=== AIM 1 ===
Count the lines in the listing below that contain the word "story", and reply with the number alone.

# start of ARTICLE

Alexander Sergeyevich Pushkin[a][b][c] (6 June [O.S. 26 May] 1799 – 10 February [O.S. 29 January] 1837) was a Russian poet, playwright, and novelist of the Romantic era.[3] He is considered by many to be the greatest Russian poet,[4][5][6][7] as well as the founder of modern Russian literature.[8][9]
Pushkin was born into the Russian nobility in Moscow.[10] His father, Sergey Lvovich Pushkin, belonged to an old noble family. One of his maternal great-grandfathers was Major-General Abram Petrovich Gannibal, a nobleman of African origin who was kidnapped from his homeland by the Ottomans, then freed by the Russian Emperor and raised in the Emperor's court household as his godson.
He published his first poem at the age of 15, and was widely recognized by the literary establishment by the time of his graduation from the Tsarskoye Selo Lyceum. Upon graduation from the Lycée, Pushkin recited his controversial poem "Ode to Liberty", one of several that led to his exile by Emperor Alexander I. While under strict surveillance by the Emperor's political police and unable to publish, Pushkin wrote his most famous play, Boris Godunov. His novel in verse Eugene Onegin was serialized between 1825 and 1832. Pushkin was fatally wounded in a duel with his wife's alleged lover and her sister's husband, Georges-Charles de Heeckeren d'Anthès, also known as Dantes-Gekkern, a French officer serving with the Chevalier Guard Regiment.

# end of ARTICLE

=== AIM 2 ===
According to the Pushkin article above, how old was Pushkin when he published his first poem?

# start of DATA LISTING

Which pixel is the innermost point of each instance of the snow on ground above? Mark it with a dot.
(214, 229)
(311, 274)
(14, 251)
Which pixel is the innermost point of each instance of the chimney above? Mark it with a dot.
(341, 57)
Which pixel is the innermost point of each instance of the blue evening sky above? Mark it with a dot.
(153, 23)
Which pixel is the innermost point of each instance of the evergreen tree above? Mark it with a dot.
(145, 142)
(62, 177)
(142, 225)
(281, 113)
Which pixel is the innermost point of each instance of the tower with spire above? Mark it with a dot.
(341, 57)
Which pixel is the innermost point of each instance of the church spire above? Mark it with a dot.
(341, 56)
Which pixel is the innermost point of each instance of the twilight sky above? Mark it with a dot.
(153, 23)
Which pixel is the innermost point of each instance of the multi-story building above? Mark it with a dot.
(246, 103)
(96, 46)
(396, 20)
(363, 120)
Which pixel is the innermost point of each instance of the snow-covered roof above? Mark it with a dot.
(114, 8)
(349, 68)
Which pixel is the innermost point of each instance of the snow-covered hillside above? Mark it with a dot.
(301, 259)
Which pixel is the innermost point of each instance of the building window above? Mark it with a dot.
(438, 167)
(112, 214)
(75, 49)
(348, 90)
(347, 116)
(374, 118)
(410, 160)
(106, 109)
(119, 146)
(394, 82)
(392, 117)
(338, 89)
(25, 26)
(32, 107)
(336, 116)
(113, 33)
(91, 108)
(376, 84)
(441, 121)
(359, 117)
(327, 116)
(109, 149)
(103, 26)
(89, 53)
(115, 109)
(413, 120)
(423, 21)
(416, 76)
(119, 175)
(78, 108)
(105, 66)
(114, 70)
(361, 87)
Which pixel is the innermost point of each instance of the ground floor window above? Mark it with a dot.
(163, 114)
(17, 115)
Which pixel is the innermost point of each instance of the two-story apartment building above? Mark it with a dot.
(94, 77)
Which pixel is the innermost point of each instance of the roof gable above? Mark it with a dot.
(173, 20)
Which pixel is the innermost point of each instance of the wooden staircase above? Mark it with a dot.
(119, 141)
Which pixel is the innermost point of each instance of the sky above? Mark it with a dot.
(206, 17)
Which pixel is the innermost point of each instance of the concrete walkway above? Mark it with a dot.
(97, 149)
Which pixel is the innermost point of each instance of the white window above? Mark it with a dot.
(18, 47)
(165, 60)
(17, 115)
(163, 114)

# end of DATA LISTING

=== WRITTEN SOLUTION 1 ===
2

=== WRITTEN SOLUTION 2 ===
He was 15.